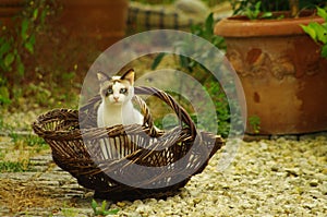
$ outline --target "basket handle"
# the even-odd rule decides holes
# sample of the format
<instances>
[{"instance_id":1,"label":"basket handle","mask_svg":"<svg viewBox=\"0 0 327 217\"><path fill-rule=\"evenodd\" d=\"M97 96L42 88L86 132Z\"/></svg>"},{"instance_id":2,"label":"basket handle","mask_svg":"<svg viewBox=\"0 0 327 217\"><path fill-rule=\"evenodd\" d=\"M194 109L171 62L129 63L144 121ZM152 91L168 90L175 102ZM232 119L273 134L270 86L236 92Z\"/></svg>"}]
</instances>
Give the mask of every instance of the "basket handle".
<instances>
[{"instance_id":1,"label":"basket handle","mask_svg":"<svg viewBox=\"0 0 327 217\"><path fill-rule=\"evenodd\" d=\"M196 136L196 128L191 117L170 95L155 87L145 86L135 86L134 92L137 95L154 95L165 101L175 112L179 119L190 126L192 137Z\"/></svg>"}]
</instances>

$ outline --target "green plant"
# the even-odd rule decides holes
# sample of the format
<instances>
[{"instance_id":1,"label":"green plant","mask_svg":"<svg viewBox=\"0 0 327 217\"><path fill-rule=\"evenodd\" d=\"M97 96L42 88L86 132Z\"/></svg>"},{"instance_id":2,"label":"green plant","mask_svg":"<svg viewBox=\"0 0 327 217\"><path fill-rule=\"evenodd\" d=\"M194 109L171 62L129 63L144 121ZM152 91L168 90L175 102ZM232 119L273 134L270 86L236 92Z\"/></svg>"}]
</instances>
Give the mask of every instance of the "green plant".
<instances>
[{"instance_id":1,"label":"green plant","mask_svg":"<svg viewBox=\"0 0 327 217\"><path fill-rule=\"evenodd\" d=\"M4 72L15 70L20 76L25 72L23 56L34 53L36 34L44 26L49 13L47 0L26 2L21 25L14 29L2 26L3 37L0 38L0 68Z\"/></svg>"},{"instance_id":2,"label":"green plant","mask_svg":"<svg viewBox=\"0 0 327 217\"><path fill-rule=\"evenodd\" d=\"M222 37L219 37L214 34L214 16L213 14L209 14L206 19L205 23L203 25L194 25L191 27L191 33L199 36L207 41L211 43L217 48L225 50L226 44ZM190 45L192 41L178 41L175 44L175 47L178 50L184 50L185 53L190 53L187 49L190 49ZM193 48L191 48L193 49ZM198 55L198 59L203 59L204 61L211 61L208 57L215 57L209 51L198 52L194 53ZM156 69L160 62L162 61L164 57L167 56L167 53L159 53L153 61L152 69ZM230 109L229 109L229 103L227 99L227 96L220 86L219 82L217 82L217 79L208 71L206 67L198 63L194 59L185 56L173 56L175 58L175 62L180 70L187 72L190 75L192 75L194 79L199 81L205 88L205 91L208 93L208 95L211 97L211 101L214 103L214 106L216 108L216 114L217 114L217 123L214 123L215 125L208 125L208 123L213 122L213 117L202 117L203 122L198 122L197 116L195 113L191 112L191 118L193 121L197 124L198 128L203 130L207 129L216 129L218 125L218 134L221 134L222 136L227 136L230 130ZM183 106L189 105L190 103L183 101L180 96L179 103ZM201 104L201 101L198 101ZM208 105L202 105L201 107L205 110ZM169 120L164 120L169 121ZM162 121L161 121L162 122ZM157 121L156 123L160 123L160 121Z\"/></svg>"},{"instance_id":3,"label":"green plant","mask_svg":"<svg viewBox=\"0 0 327 217\"><path fill-rule=\"evenodd\" d=\"M322 57L327 58L327 11L317 8L317 15L325 20L323 24L311 22L308 25L301 25L301 27L315 43L322 46Z\"/></svg>"},{"instance_id":4,"label":"green plant","mask_svg":"<svg viewBox=\"0 0 327 217\"><path fill-rule=\"evenodd\" d=\"M259 11L291 11L291 16L295 17L304 9L314 9L316 5L326 5L326 0L229 0L234 14L244 14L249 8L254 8L257 2L262 2Z\"/></svg>"},{"instance_id":5,"label":"green plant","mask_svg":"<svg viewBox=\"0 0 327 217\"><path fill-rule=\"evenodd\" d=\"M12 28L2 26L0 37L0 105L11 103L12 88L25 75L24 59L34 55L36 35L44 27L49 14L49 2L55 0L26 0L19 24Z\"/></svg>"},{"instance_id":6,"label":"green plant","mask_svg":"<svg viewBox=\"0 0 327 217\"><path fill-rule=\"evenodd\" d=\"M92 200L90 207L94 210L95 216L108 216L118 214L119 209L107 209L107 201L102 201L101 205L98 206L98 203L95 200Z\"/></svg>"},{"instance_id":7,"label":"green plant","mask_svg":"<svg viewBox=\"0 0 327 217\"><path fill-rule=\"evenodd\" d=\"M257 20L257 19L267 19L271 17L272 13L271 12L262 12L261 10L262 2L258 1L254 4L254 7L249 7L246 8L244 14L250 19L250 20Z\"/></svg>"},{"instance_id":8,"label":"green plant","mask_svg":"<svg viewBox=\"0 0 327 217\"><path fill-rule=\"evenodd\" d=\"M261 118L257 116L252 116L249 118L249 123L254 133L261 132Z\"/></svg>"}]
</instances>

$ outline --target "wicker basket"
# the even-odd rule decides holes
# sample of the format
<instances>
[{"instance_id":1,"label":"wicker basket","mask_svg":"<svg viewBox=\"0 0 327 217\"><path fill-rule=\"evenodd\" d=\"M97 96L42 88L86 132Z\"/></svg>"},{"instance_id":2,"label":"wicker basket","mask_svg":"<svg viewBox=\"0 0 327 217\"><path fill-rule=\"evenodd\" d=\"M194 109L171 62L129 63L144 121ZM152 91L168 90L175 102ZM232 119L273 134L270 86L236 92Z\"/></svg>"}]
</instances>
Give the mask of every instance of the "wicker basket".
<instances>
[{"instance_id":1,"label":"wicker basket","mask_svg":"<svg viewBox=\"0 0 327 217\"><path fill-rule=\"evenodd\" d=\"M165 101L179 117L180 126L157 130L137 95ZM33 129L50 145L55 162L81 185L94 190L95 197L119 201L173 195L203 171L225 142L221 136L197 131L187 112L165 92L135 87L134 100L145 117L143 125L96 128L97 96L80 111L56 109L41 114ZM100 147L105 140L119 157L106 157Z\"/></svg>"}]
</instances>

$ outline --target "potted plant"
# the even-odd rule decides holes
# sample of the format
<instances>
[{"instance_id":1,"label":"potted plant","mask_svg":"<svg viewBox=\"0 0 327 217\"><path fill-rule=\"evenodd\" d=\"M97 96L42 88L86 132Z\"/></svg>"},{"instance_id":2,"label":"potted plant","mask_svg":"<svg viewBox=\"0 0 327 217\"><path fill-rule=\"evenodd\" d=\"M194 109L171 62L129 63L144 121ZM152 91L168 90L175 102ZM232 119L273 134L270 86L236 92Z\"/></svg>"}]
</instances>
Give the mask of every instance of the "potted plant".
<instances>
[{"instance_id":1,"label":"potted plant","mask_svg":"<svg viewBox=\"0 0 327 217\"><path fill-rule=\"evenodd\" d=\"M301 27L324 22L315 10L304 10L313 2L319 3L242 1L247 16L233 15L215 26L215 34L226 39L226 56L244 88L250 134L327 130L327 60ZM249 3L254 3L253 10L249 10ZM265 13L277 5L288 11Z\"/></svg>"}]
</instances>

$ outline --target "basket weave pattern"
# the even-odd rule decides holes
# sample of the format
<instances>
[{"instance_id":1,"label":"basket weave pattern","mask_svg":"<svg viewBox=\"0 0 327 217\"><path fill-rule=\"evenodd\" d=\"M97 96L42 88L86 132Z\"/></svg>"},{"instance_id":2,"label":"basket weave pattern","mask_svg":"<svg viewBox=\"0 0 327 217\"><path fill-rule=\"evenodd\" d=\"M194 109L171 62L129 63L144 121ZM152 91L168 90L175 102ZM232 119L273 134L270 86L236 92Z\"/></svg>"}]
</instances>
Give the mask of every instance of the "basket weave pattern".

· · ·

SET EXERCISE — Locate every line in the records above that contains the word "Give", and copy each of those lines.

RIGHT ANSWER —
Give the mask of every instance of the "basket handle".
Give the mask of every instance of the "green plant".
Give the mask of every instance of the "wicker basket".
Give the mask of every instance of the "potted plant".
Give the mask of every instance of the "basket weave pattern".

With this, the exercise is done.